> INSTRUCTION
The required output is the exact sequence of lines from the line holding "Mark the region of every instance of the dirt" to the end of the records, inclusive.

> MATERIAL FOR THIS TASK

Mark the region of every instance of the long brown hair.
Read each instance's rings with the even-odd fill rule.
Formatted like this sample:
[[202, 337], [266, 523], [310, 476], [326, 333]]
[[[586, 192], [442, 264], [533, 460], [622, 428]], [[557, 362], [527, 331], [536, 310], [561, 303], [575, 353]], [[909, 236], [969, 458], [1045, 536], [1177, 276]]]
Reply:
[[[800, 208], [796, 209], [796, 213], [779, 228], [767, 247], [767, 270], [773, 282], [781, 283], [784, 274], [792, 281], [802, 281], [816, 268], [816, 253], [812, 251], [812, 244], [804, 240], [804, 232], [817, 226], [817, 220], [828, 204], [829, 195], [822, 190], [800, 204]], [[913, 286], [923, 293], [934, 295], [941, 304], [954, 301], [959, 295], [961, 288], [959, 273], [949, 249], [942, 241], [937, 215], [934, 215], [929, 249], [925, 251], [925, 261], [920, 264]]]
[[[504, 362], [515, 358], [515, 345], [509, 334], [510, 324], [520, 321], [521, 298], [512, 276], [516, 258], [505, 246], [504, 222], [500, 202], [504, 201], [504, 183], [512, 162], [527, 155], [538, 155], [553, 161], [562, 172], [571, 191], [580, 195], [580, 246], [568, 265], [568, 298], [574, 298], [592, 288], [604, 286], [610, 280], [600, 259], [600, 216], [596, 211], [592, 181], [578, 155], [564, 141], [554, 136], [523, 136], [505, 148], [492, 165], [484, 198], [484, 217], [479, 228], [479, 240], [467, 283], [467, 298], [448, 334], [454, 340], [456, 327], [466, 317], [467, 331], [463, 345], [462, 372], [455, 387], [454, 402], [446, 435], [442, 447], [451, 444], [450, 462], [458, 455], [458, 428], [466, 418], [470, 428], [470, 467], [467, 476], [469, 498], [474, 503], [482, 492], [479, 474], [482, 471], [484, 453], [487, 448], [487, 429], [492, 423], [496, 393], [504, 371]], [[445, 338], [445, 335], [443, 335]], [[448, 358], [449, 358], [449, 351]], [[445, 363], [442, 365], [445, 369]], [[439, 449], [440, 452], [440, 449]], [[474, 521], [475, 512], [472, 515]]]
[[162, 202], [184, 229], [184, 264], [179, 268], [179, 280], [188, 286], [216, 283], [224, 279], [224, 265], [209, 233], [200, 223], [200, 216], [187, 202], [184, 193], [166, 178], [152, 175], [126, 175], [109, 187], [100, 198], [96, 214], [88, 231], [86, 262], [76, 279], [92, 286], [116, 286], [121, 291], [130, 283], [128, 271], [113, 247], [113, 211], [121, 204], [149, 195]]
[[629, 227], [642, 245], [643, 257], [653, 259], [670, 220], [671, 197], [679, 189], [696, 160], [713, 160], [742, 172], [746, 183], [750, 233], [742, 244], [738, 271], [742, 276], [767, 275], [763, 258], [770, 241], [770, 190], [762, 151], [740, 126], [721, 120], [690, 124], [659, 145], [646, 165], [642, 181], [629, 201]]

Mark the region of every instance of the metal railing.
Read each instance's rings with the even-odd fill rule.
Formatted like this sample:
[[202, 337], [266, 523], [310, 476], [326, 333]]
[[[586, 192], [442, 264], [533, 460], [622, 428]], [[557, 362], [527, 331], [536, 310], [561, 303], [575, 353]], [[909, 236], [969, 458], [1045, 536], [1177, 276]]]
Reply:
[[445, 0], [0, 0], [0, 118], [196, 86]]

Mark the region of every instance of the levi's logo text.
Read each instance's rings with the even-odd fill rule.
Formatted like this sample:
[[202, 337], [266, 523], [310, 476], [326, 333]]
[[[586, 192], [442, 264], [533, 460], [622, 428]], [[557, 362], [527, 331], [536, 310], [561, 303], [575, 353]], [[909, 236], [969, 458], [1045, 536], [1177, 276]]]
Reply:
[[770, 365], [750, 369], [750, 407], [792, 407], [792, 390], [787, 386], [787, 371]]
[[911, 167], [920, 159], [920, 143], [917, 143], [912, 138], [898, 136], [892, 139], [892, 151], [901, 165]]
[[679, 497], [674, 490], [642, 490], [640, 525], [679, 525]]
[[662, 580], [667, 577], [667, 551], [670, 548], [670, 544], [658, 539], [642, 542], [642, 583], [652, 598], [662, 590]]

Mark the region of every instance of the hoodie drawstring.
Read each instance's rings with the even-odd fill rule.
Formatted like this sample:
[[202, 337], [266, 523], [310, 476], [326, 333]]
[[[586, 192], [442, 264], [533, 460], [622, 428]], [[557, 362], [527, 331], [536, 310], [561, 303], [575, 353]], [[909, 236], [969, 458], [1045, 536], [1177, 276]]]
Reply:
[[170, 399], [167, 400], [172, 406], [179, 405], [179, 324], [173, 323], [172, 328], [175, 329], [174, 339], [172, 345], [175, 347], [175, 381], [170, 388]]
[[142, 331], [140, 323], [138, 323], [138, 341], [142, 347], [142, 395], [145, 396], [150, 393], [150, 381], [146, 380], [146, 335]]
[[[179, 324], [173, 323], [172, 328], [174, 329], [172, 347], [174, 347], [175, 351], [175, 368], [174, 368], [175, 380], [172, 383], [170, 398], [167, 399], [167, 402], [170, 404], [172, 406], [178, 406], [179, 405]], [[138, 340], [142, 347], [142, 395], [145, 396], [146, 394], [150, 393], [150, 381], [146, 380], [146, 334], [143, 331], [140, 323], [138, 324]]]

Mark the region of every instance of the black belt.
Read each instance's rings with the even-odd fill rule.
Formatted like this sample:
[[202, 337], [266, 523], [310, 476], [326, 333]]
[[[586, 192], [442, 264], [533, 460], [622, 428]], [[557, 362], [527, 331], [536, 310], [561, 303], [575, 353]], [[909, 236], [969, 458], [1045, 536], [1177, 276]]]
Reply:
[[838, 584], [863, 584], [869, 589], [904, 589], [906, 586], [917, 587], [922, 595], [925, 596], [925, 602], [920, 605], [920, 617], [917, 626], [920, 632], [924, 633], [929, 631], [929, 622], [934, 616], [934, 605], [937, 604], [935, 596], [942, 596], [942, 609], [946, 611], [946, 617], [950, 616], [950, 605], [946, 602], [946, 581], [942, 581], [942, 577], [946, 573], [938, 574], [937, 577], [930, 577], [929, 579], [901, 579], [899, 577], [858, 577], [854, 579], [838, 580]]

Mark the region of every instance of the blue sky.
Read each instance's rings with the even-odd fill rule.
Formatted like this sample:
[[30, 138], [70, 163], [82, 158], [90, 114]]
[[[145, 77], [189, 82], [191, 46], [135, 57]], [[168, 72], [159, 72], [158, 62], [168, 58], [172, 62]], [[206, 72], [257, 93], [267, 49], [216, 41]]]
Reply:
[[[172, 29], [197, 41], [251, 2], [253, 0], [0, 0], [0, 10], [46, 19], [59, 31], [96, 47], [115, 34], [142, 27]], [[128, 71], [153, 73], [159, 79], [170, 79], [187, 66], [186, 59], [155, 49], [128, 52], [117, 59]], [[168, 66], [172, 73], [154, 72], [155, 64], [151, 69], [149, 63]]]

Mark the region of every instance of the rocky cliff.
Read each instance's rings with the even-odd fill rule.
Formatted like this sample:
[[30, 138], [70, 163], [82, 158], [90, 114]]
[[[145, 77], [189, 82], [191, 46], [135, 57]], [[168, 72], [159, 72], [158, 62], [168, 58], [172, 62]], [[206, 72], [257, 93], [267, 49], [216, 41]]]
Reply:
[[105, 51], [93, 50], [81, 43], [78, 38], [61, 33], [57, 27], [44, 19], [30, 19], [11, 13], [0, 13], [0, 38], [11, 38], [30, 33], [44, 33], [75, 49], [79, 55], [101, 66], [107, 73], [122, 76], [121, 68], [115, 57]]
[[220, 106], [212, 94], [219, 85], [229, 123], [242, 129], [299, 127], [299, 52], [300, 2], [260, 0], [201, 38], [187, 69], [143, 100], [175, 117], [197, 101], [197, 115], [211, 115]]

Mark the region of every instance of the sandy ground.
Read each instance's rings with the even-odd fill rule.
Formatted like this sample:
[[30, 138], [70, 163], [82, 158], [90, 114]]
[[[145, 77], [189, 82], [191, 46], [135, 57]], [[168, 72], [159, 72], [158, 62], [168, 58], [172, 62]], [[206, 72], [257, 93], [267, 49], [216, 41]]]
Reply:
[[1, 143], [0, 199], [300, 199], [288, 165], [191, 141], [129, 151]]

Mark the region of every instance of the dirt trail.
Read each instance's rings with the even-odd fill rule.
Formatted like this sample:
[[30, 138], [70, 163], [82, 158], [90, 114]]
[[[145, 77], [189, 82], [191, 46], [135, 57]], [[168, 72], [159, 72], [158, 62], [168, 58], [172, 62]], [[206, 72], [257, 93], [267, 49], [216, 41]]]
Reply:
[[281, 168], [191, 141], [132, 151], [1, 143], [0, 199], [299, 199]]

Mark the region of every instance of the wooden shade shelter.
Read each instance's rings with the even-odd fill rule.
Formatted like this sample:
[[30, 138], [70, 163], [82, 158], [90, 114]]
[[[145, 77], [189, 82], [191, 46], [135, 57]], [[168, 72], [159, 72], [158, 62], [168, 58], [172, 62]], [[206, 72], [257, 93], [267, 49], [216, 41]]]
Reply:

> THE COMPLETED TASK
Mark the region of every instance of the dirt trail.
Read each instance's rings with the even-odd fill rule.
Formatted like this sample:
[[30, 138], [70, 163], [82, 158], [90, 114]]
[[[145, 77], [189, 82], [191, 46], [135, 57]], [[168, 72], [159, 72], [158, 62], [168, 58], [172, 62]], [[206, 72], [257, 93], [267, 49], [216, 41]]]
Reply:
[[281, 168], [191, 141], [132, 151], [1, 143], [0, 199], [299, 199]]

Mark the region of every instance of the wooden shade shelter.
Read each instance's rings with the even-odd fill rule.
Formatted like this sample:
[[30, 138], [70, 163], [82, 158], [90, 114]]
[[[145, 77], [189, 82], [191, 46], [135, 57]], [[168, 72], [159, 72], [158, 62], [168, 58], [172, 62]], [[206, 72], [257, 93], [267, 49], [216, 41]]]
Reply:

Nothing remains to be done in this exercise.